Set down every line of the data below verbatim, omitting the pictures.

++++ Records for the task ++++

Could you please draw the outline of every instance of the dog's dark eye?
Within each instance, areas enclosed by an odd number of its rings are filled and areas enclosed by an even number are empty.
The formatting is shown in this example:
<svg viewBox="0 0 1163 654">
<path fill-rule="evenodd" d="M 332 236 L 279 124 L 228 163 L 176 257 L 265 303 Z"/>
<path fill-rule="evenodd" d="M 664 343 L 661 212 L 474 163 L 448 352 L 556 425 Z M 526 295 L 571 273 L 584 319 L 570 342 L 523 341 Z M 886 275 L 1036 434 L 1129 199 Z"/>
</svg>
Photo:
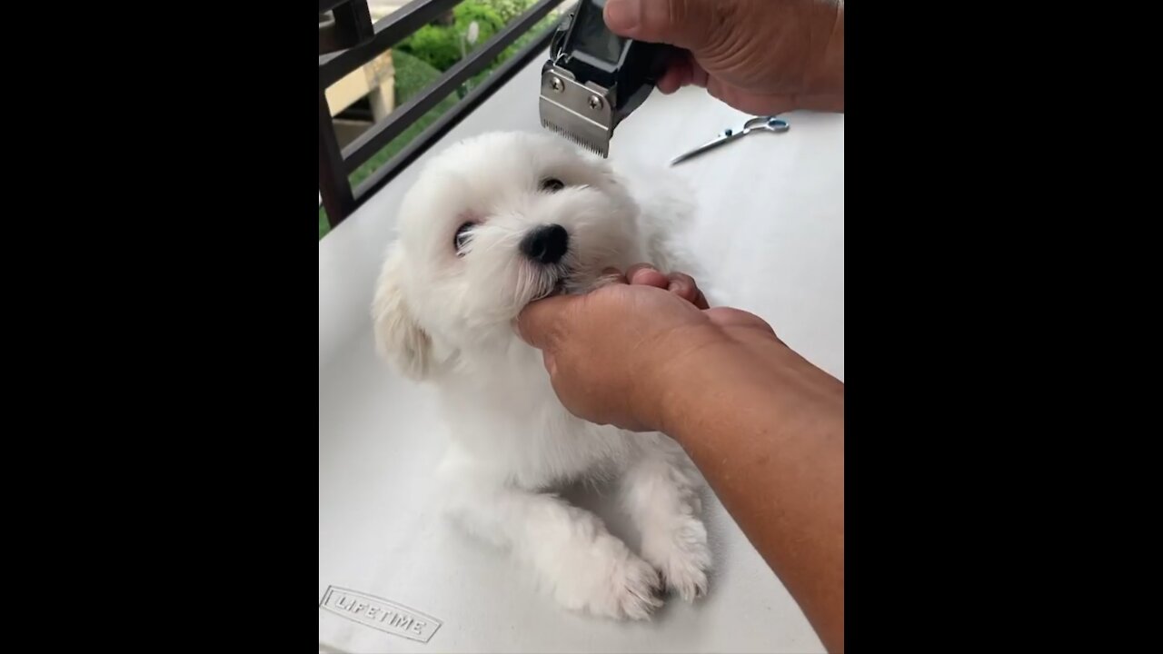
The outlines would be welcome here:
<svg viewBox="0 0 1163 654">
<path fill-rule="evenodd" d="M 465 222 L 456 230 L 456 236 L 452 237 L 452 246 L 456 248 L 456 254 L 458 256 L 464 256 L 464 247 L 469 244 L 472 240 L 472 228 L 476 227 L 473 222 Z"/>
<path fill-rule="evenodd" d="M 565 187 L 565 183 L 556 177 L 547 177 L 541 180 L 541 190 L 549 191 L 550 193 L 556 193 Z"/>
</svg>

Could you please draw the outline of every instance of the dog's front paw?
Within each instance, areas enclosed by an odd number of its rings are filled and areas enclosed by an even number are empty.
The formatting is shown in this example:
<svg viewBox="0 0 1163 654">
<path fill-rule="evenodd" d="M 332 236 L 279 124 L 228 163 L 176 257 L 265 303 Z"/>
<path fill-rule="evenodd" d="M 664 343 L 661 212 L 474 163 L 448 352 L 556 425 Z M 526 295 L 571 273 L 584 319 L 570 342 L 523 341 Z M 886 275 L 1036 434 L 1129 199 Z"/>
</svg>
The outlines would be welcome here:
<svg viewBox="0 0 1163 654">
<path fill-rule="evenodd" d="M 687 602 L 707 592 L 711 549 L 702 521 L 687 517 L 678 528 L 657 534 L 644 543 L 643 555 L 662 570 L 666 588 Z"/>
<path fill-rule="evenodd" d="M 626 543 L 602 534 L 562 552 L 555 597 L 564 606 L 615 619 L 645 620 L 662 606 L 662 584 L 654 566 Z"/>
</svg>

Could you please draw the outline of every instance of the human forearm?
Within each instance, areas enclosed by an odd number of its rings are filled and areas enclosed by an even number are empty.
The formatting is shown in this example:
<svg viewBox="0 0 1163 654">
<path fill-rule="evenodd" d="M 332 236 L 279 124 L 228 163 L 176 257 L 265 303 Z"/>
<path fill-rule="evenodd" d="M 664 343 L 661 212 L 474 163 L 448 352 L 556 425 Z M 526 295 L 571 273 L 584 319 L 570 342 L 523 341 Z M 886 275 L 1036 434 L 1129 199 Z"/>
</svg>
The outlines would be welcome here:
<svg viewBox="0 0 1163 654">
<path fill-rule="evenodd" d="M 702 471 L 830 652 L 843 651 L 843 384 L 773 336 L 706 347 L 663 429 Z"/>
</svg>

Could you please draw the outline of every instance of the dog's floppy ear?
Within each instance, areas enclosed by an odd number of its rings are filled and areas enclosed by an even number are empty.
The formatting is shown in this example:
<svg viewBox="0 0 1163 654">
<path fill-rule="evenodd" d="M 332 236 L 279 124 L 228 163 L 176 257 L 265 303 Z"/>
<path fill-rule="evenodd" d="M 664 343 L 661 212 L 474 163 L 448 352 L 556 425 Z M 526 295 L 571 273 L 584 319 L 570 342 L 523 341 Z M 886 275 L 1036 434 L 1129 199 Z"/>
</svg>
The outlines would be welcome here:
<svg viewBox="0 0 1163 654">
<path fill-rule="evenodd" d="M 431 339 L 416 324 L 404 297 L 404 253 L 399 247 L 392 248 L 376 283 L 371 307 L 376 351 L 405 376 L 419 381 L 428 376 L 431 365 Z"/>
</svg>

++++

Response to the task:
Could you please draw the outline of every instance of the dog's dark eye?
Within each instance, areas enclosed by an odd number of its rings are filled and areas enclosed by an even number are empty.
The formatting is shown in this example:
<svg viewBox="0 0 1163 654">
<path fill-rule="evenodd" d="M 332 236 L 279 124 L 228 163 L 176 257 L 265 303 Z"/>
<path fill-rule="evenodd" d="M 664 343 L 661 212 L 474 163 L 448 352 L 556 425 Z M 526 295 L 571 273 L 584 319 L 570 342 L 523 341 Z M 886 275 L 1036 434 L 1129 199 Z"/>
</svg>
Photo:
The outlines would be welcome here:
<svg viewBox="0 0 1163 654">
<path fill-rule="evenodd" d="M 465 222 L 456 230 L 456 236 L 452 237 L 452 246 L 456 248 L 456 254 L 458 256 L 464 256 L 464 247 L 469 244 L 472 240 L 472 228 L 476 227 L 473 222 Z"/>
<path fill-rule="evenodd" d="M 565 187 L 565 183 L 556 177 L 547 177 L 541 180 L 541 190 L 549 191 L 550 193 L 556 193 Z"/>
</svg>

Could you please draw the outline of every instance of the dog's front paw?
Within each instance, areas enclosed by an odd number of its rings are filled and areas enclosed by an even number are empty.
The formatting is shown in this example:
<svg viewBox="0 0 1163 654">
<path fill-rule="evenodd" d="M 332 236 L 279 124 L 228 163 L 176 257 L 265 303 Z"/>
<path fill-rule="evenodd" d="M 664 343 L 661 212 L 474 163 L 448 352 L 556 425 Z M 526 295 L 571 273 L 584 319 L 570 342 L 523 341 Z M 886 275 L 1036 434 L 1129 199 Z"/>
</svg>
The outlines would be welcome here:
<svg viewBox="0 0 1163 654">
<path fill-rule="evenodd" d="M 687 602 L 707 592 L 711 549 L 702 521 L 687 517 L 678 528 L 657 534 L 644 543 L 643 555 L 662 570 L 666 588 Z"/>
<path fill-rule="evenodd" d="M 626 543 L 602 534 L 562 552 L 555 597 L 564 606 L 615 619 L 645 620 L 662 606 L 662 584 L 654 566 Z"/>
</svg>

Could you please draw the outline of every instance of the human forearm?
Within each instance, areas enclosed by an odd number of its rings are filled and areas enclosed by an even number are empty.
The formatting is shown in this example:
<svg viewBox="0 0 1163 654">
<path fill-rule="evenodd" d="M 332 236 L 279 124 L 228 163 L 176 257 L 265 303 Z"/>
<path fill-rule="evenodd" d="M 664 343 L 661 212 L 474 163 L 448 352 L 556 425 Z M 526 295 L 571 273 L 584 319 L 570 342 L 523 341 Z M 886 275 L 1036 434 L 1129 199 Z"/>
</svg>
The outlines would be welcome here:
<svg viewBox="0 0 1163 654">
<path fill-rule="evenodd" d="M 702 471 L 830 652 L 843 651 L 843 384 L 773 336 L 706 347 L 663 429 Z"/>
</svg>

Could you please draw the outline of every instance of the dog's floppy ear?
Within each instance, areas enclosed by an odd number of its rings are filled and areas enclosed by an even number are empty.
The formatting is shown in this example:
<svg viewBox="0 0 1163 654">
<path fill-rule="evenodd" d="M 332 236 L 279 124 L 228 163 L 176 257 L 265 303 Z"/>
<path fill-rule="evenodd" d="M 664 343 L 661 212 L 474 163 L 448 352 L 556 425 Z M 526 295 L 571 273 L 584 319 L 570 342 L 523 341 Z M 886 275 L 1036 434 L 1129 199 Z"/>
</svg>
The outlines would be welcome here:
<svg viewBox="0 0 1163 654">
<path fill-rule="evenodd" d="M 431 339 L 416 324 L 404 297 L 404 253 L 399 247 L 392 248 L 376 283 L 371 307 L 376 351 L 405 376 L 419 381 L 428 376 L 431 365 Z"/>
</svg>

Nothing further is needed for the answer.